| Instructions to follow |
Your task is to output the data exactly as it stands.

+-------+

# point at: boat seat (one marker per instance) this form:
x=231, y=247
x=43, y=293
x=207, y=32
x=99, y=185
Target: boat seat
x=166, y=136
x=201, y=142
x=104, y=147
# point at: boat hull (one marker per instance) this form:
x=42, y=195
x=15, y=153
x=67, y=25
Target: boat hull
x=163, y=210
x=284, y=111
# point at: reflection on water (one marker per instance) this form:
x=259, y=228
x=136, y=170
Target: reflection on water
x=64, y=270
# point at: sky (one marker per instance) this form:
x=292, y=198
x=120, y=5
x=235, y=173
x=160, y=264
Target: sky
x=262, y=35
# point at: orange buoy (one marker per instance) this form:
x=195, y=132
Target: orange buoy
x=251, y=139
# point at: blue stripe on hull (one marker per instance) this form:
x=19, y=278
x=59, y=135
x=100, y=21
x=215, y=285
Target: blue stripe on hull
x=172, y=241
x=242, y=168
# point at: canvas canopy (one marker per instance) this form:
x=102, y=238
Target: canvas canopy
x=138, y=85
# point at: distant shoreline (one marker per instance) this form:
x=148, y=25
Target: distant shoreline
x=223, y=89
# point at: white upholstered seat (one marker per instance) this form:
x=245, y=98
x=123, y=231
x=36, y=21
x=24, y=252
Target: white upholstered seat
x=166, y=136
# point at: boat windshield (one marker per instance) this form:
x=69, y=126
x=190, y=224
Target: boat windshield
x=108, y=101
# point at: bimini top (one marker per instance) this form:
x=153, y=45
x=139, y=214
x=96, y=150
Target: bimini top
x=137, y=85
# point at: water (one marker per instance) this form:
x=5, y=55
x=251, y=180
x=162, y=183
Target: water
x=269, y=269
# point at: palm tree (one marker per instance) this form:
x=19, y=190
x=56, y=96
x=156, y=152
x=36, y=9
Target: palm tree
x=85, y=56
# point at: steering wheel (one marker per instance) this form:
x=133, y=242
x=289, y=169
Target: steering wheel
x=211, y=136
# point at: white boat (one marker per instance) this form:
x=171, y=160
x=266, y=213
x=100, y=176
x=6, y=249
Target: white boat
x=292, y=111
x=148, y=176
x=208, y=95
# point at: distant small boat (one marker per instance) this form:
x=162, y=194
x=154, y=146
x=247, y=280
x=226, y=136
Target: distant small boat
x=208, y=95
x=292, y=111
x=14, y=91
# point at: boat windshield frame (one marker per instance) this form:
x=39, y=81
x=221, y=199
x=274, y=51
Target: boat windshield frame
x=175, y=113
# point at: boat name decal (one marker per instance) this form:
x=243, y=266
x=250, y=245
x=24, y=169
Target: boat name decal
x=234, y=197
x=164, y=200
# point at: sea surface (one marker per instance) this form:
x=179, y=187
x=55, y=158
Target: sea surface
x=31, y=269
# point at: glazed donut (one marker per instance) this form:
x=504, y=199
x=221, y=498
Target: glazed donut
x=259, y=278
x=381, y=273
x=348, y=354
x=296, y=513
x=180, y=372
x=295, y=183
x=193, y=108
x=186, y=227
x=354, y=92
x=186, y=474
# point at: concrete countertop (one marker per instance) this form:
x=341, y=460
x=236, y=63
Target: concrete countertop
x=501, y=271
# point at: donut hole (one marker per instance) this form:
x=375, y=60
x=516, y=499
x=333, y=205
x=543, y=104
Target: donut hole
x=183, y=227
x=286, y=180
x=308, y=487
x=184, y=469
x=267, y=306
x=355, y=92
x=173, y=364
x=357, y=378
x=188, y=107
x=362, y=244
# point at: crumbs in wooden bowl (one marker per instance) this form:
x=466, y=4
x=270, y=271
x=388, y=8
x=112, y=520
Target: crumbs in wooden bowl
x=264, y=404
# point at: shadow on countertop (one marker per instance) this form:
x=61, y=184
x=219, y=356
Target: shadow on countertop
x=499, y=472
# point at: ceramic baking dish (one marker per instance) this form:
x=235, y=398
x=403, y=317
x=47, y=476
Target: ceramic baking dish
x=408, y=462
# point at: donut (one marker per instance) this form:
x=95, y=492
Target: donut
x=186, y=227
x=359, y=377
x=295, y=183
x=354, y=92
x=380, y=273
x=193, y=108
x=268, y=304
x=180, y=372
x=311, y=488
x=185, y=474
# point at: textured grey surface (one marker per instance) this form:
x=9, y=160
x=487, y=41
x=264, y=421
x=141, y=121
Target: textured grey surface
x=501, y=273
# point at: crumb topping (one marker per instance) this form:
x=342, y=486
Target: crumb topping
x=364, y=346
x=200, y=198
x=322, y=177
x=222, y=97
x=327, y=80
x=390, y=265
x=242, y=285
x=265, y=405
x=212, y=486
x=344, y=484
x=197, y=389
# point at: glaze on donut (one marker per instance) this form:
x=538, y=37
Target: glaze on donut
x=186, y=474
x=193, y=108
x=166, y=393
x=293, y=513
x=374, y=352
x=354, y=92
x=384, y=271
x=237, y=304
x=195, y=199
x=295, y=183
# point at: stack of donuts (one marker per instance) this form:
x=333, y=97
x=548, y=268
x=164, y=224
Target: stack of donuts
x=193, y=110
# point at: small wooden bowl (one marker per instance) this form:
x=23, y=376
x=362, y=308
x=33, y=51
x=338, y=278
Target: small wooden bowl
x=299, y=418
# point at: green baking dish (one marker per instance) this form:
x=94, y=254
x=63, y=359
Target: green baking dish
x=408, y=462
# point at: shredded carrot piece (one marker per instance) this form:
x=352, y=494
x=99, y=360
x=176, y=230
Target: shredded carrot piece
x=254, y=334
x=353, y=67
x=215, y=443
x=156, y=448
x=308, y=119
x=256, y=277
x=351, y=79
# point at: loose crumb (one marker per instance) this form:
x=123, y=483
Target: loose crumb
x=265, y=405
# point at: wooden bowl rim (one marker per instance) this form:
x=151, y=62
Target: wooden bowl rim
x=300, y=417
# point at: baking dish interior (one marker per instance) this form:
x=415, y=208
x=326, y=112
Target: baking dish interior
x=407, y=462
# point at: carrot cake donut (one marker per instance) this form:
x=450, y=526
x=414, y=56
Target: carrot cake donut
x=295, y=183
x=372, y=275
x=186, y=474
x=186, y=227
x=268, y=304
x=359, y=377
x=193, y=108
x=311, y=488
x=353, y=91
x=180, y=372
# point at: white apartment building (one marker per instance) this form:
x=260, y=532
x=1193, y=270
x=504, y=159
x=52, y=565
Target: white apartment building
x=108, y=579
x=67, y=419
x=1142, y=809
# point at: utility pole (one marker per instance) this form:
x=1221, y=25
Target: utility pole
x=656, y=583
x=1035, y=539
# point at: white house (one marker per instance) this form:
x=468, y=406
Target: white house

+-------+

| Answer to this problem |
# point at: boat seat (one marker per instance) this form:
x=231, y=247
x=43, y=293
x=207, y=32
x=99, y=185
Target: boat seat
x=166, y=136
x=201, y=142
x=104, y=147
# point at: boat hull (one marker per instance) this form:
x=42, y=195
x=15, y=153
x=67, y=25
Target: boat hull
x=163, y=210
x=284, y=111
# point at: reflection on water (one marker per instance) this form:
x=259, y=228
x=136, y=170
Target: reflection on water
x=64, y=270
# point at: sky (one marker per instance) this form:
x=292, y=198
x=120, y=5
x=235, y=173
x=160, y=264
Target: sky
x=262, y=35
# point at: orange buoy (one marker per instance) this form:
x=195, y=132
Target: orange buoy
x=251, y=139
# point at: blue stripe on hull (one marker per instance) this form:
x=19, y=278
x=59, y=135
x=100, y=21
x=215, y=285
Target: blue stripe on hull
x=172, y=241
x=242, y=168
# point at: canvas canopy (one marker per instance) this form:
x=102, y=238
Target: canvas canopy
x=138, y=85
# point at: distant shoreline (one marker per instance) this form:
x=148, y=25
Target: distant shoreline
x=223, y=89
# point at: white upholstered seat (one marker per instance) this form:
x=245, y=98
x=123, y=231
x=36, y=21
x=24, y=252
Target: white upholstered seat
x=166, y=136
# point at: boat windshield (one marker per instance) this form:
x=69, y=126
x=190, y=224
Target: boat windshield
x=108, y=101
# point at: bimini top (one marker per instance) this form:
x=153, y=45
x=139, y=214
x=96, y=150
Target: bimini top
x=137, y=85
# point at: water (one marker per instance) this form:
x=5, y=55
x=251, y=180
x=162, y=183
Target: water
x=269, y=269
# point at: palm tree (one marker per instance) this form:
x=19, y=190
x=56, y=96
x=156, y=152
x=36, y=9
Target: palm tree
x=85, y=56
# point at: steering wheel (one marker per instance) this form:
x=133, y=242
x=289, y=169
Target: steering wheel
x=211, y=136
# point at: white boat (one marker per instance) this form:
x=171, y=160
x=266, y=213
x=100, y=176
x=6, y=249
Target: white boat
x=292, y=111
x=148, y=176
x=208, y=95
# point at: distant small boat (one marker per instance) this form:
x=162, y=194
x=154, y=146
x=247, y=280
x=226, y=136
Target: distant small boat
x=208, y=95
x=292, y=111
x=14, y=91
# point at: boat windshield frame (one marker per instance) this form:
x=39, y=81
x=221, y=199
x=274, y=51
Target: boat windshield frame
x=175, y=113
# point at: boat name decal (one marker per instance) this form:
x=243, y=266
x=250, y=245
x=24, y=169
Target: boat name decal
x=234, y=197
x=164, y=200
# point at: sea surface (one marker per instance) this form:
x=179, y=187
x=55, y=158
Target: sea surface
x=31, y=269
# point at: glazed donut (one marker per instance) this form:
x=504, y=199
x=221, y=498
Target: glazed donut
x=259, y=278
x=381, y=273
x=348, y=354
x=296, y=513
x=180, y=372
x=295, y=183
x=193, y=108
x=186, y=227
x=354, y=92
x=186, y=474
# point at: concrete countertop (one marker per instance) this form:
x=341, y=460
x=236, y=63
Target: concrete countertop
x=501, y=271
# point at: donut hole (one marker per instance) this form:
x=375, y=60
x=516, y=499
x=333, y=205
x=543, y=104
Target: donut hole
x=183, y=227
x=286, y=180
x=308, y=487
x=184, y=469
x=267, y=306
x=355, y=92
x=173, y=364
x=357, y=378
x=188, y=107
x=362, y=244
# point at: crumbs in wooden bowl (one marker per instance) this form:
x=466, y=4
x=270, y=271
x=388, y=8
x=112, y=520
Target: crumbs in wooden bowl
x=264, y=404
# point at: shadow on countertop (one marker per instance) this form:
x=61, y=184
x=219, y=356
Target: shadow on countertop
x=499, y=472
# point at: ceramic baking dish (one marker per instance) this form:
x=235, y=398
x=403, y=317
x=47, y=476
Target: ceramic baking dish
x=408, y=462
# point at: donut (one marker per instance) this form:
x=95, y=492
Target: donut
x=186, y=227
x=359, y=377
x=295, y=183
x=354, y=92
x=380, y=273
x=193, y=108
x=268, y=304
x=180, y=372
x=311, y=488
x=185, y=474
# point at: textured grey surface (one marker per instance) this form:
x=9, y=160
x=487, y=41
x=264, y=421
x=141, y=121
Target: textured grey surface
x=501, y=273
# point at: crumb topping (one marker per instance) this form:
x=342, y=486
Target: crumb topping
x=364, y=346
x=200, y=198
x=322, y=177
x=222, y=97
x=327, y=80
x=390, y=265
x=242, y=285
x=265, y=405
x=212, y=486
x=344, y=484
x=197, y=389
# point at: glaze on donut (one marker per instance) this form:
x=538, y=37
Target: glaze on donut
x=186, y=474
x=193, y=108
x=166, y=393
x=293, y=513
x=374, y=352
x=354, y=92
x=384, y=271
x=237, y=304
x=195, y=199
x=295, y=183
# point at: stack of donuts (one marker per instance) this form:
x=333, y=97
x=548, y=268
x=164, y=224
Target: stack of donuts
x=193, y=110
# point at: small wooden bowl (one marker per instance) this form:
x=23, y=376
x=362, y=308
x=33, y=51
x=338, y=278
Target: small wooden bowl
x=299, y=418
# point at: green baking dish (one marker per instance) this form:
x=94, y=254
x=63, y=359
Target: green baking dish
x=408, y=462
# point at: shredded carrot piece (one marker per instance) this form:
x=352, y=494
x=99, y=360
x=176, y=230
Target: shredded carrot piece
x=254, y=334
x=353, y=67
x=215, y=443
x=156, y=448
x=308, y=119
x=256, y=277
x=351, y=79
# point at: loose crumb (one marker per instance) this form:
x=123, y=483
Target: loose crumb
x=265, y=405
# point at: wooden bowl rim (one marker per instance) this form:
x=151, y=62
Target: wooden bowl rim
x=300, y=417
# point at: baking dish interior (one marker per instance) this form:
x=415, y=208
x=326, y=112
Target: baking dish interior
x=407, y=462
# point at: carrot cake donut (one marker per instance) this form:
x=450, y=526
x=414, y=56
Target: carrot cake donut
x=295, y=183
x=372, y=275
x=186, y=474
x=186, y=227
x=268, y=304
x=359, y=377
x=193, y=108
x=311, y=488
x=353, y=91
x=180, y=372
# point at: white apartment building (one marker per instance) this form:
x=260, y=532
x=1193, y=270
x=504, y=159
x=52, y=565
Target: white apartment building
x=108, y=579
x=67, y=419
x=1142, y=809
# point at: utility pole (one marker per instance) this form:
x=1221, y=25
Target: utility pole
x=656, y=583
x=1035, y=539
# point at: white house (one marker per instance) this form:
x=468, y=406
Target: white house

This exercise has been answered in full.